### [Work required]
Lay out the entries from the line with "The component shall point out each instance of the neighboring" up to and including the line with "point(286, 170)" as a two-column CSV with the columns instruction and points, one row per entry. Put each entry's text and its answer in a single quoted field apiece, with line breaks turned into spaces.

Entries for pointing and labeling
◆ ◆ ◆
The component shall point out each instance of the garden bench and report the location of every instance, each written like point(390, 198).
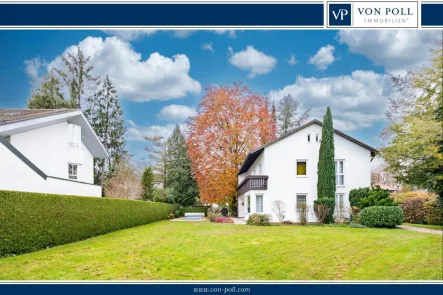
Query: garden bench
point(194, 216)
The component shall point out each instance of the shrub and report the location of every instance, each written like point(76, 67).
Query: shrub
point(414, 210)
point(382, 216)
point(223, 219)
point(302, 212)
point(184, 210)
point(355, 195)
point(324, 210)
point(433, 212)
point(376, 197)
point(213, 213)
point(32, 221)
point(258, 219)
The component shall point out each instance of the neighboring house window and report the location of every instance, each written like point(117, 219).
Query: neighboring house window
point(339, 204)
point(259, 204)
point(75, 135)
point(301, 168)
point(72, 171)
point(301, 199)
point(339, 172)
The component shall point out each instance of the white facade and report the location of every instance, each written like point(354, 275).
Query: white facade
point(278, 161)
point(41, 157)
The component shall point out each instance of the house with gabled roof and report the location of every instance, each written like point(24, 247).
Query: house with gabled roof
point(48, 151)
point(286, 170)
◆ ◆ ◆
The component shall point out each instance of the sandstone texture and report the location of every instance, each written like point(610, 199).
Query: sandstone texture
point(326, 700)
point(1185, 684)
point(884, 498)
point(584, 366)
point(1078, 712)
◆ ◆ ◆
### [Full answer]
instruction,points
"The component shall point out each instance of the neighboring house window and report the location of every instance, each written like point(117, 219). Query: neighboring house window","point(339, 204) point(259, 204) point(75, 135) point(301, 168) point(72, 171) point(301, 199) point(339, 172)"
"The component shall point out each instance of the white facade and report the location of every instance, each written like point(354, 275). Query: white facade","point(278, 161) point(41, 157)"
"The component shall point out each instance of the house with gabled roof and report the location of every instance, each written like point(24, 247). Query: house with gabled roof","point(48, 151) point(286, 170)"